- _Required work_:
Every record that follows should be copied exactly. No picture belongs in the copy.
Records shown section start
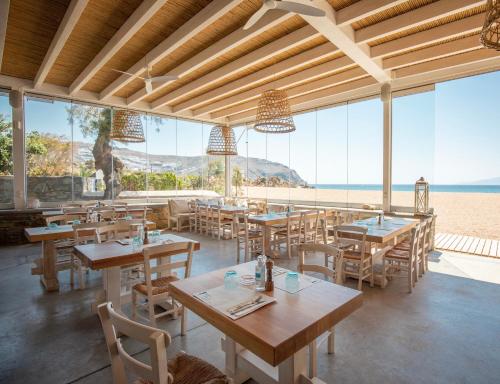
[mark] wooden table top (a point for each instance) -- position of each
(276, 331)
(36, 234)
(274, 218)
(384, 232)
(114, 254)
(83, 211)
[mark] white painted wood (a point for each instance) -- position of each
(414, 18)
(297, 78)
(134, 23)
(276, 47)
(362, 9)
(191, 28)
(308, 87)
(277, 69)
(4, 16)
(216, 50)
(71, 17)
(447, 62)
(434, 35)
(344, 39)
(435, 52)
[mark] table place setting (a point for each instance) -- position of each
(235, 302)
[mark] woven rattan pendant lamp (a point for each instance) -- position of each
(273, 113)
(490, 35)
(127, 127)
(221, 141)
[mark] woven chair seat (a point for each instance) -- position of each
(187, 369)
(353, 255)
(160, 285)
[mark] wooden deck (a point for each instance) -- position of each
(467, 244)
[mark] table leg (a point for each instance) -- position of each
(49, 275)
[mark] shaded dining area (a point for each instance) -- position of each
(249, 191)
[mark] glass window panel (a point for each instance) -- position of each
(49, 166)
(331, 160)
(6, 164)
(365, 152)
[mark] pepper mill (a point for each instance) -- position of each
(269, 277)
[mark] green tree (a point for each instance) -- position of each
(96, 123)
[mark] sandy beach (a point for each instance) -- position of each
(472, 214)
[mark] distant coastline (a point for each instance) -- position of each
(469, 188)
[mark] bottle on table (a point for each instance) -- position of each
(260, 274)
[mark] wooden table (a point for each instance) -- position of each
(266, 221)
(270, 344)
(46, 267)
(84, 211)
(111, 256)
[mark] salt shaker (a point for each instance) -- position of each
(269, 278)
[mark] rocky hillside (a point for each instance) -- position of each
(136, 160)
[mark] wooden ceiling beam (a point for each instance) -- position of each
(434, 35)
(343, 37)
(274, 48)
(71, 17)
(216, 50)
(290, 64)
(134, 23)
(326, 82)
(431, 53)
(188, 30)
(475, 56)
(340, 91)
(4, 16)
(288, 81)
(362, 9)
(414, 18)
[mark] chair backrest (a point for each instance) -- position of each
(162, 250)
(158, 340)
(351, 234)
(327, 250)
(61, 219)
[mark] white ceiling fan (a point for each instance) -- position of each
(290, 6)
(148, 80)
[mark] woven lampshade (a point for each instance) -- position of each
Records shown section end
- _Exercise output_:
[mark] wooden table top (a point for each instance) -- position of each
(276, 331)
(36, 234)
(274, 218)
(384, 232)
(114, 254)
(83, 211)
[mark] white painted wood (a point for each instance) -- position of each
(414, 18)
(297, 78)
(134, 23)
(276, 47)
(362, 9)
(191, 28)
(308, 87)
(277, 69)
(4, 16)
(216, 50)
(71, 17)
(447, 62)
(434, 35)
(344, 39)
(435, 52)
[mark] table place setting (a point for each instance) -- position of each
(235, 302)
[mark] woven rattan pendant lamp (a point for each instance) -- position of each
(273, 113)
(490, 35)
(127, 127)
(221, 141)
[mark] woven chair seat (a point for each instance) -- position of each
(187, 369)
(353, 255)
(160, 285)
[mark] wooden deck (a point for each instance) -- position of each
(467, 244)
[mark] table leg (a point for each instance) -- position of each
(49, 275)
[mark] shaded dining area (a point for each instance) -- position of each
(249, 191)
[mark] glass window panel (a point for each instance) -- position of each
(49, 166)
(331, 160)
(6, 164)
(365, 152)
[mark] pepper mill (a point for each instance) -- position of each
(269, 277)
[mark] green tree (a point for each instance) -- position of each
(96, 123)
[mark] sandy beach (a point for each instance) -- position of each
(472, 214)
[mark] distant coastline (a point for each instance) -- position of each
(469, 188)
[mark] bottle on table (a point for each instance) -- position of each
(260, 274)
[mark] wooden table (a point for each instance) -- position of each
(266, 221)
(270, 344)
(46, 267)
(84, 211)
(111, 256)
[mark] salt shaker (a point for each instance) -- position of each
(269, 278)
[mark] rocky hillside (a point for each instance) -- position of each
(136, 160)
[mark] wooden ceiling beam (a point for each instance) -- position of each
(434, 35)
(343, 37)
(274, 48)
(71, 17)
(216, 50)
(290, 64)
(134, 23)
(326, 82)
(431, 53)
(188, 30)
(475, 56)
(340, 91)
(4, 16)
(288, 81)
(362, 9)
(414, 18)
[mark] chair backrest (a point for each instance) -- position of each
(162, 250)
(158, 340)
(351, 234)
(327, 250)
(61, 219)
[mark] white ceiling fan (a point for each instance) -- position of each
(290, 6)
(148, 80)
[mark] woven lampshade (a point for each instance) -- position of each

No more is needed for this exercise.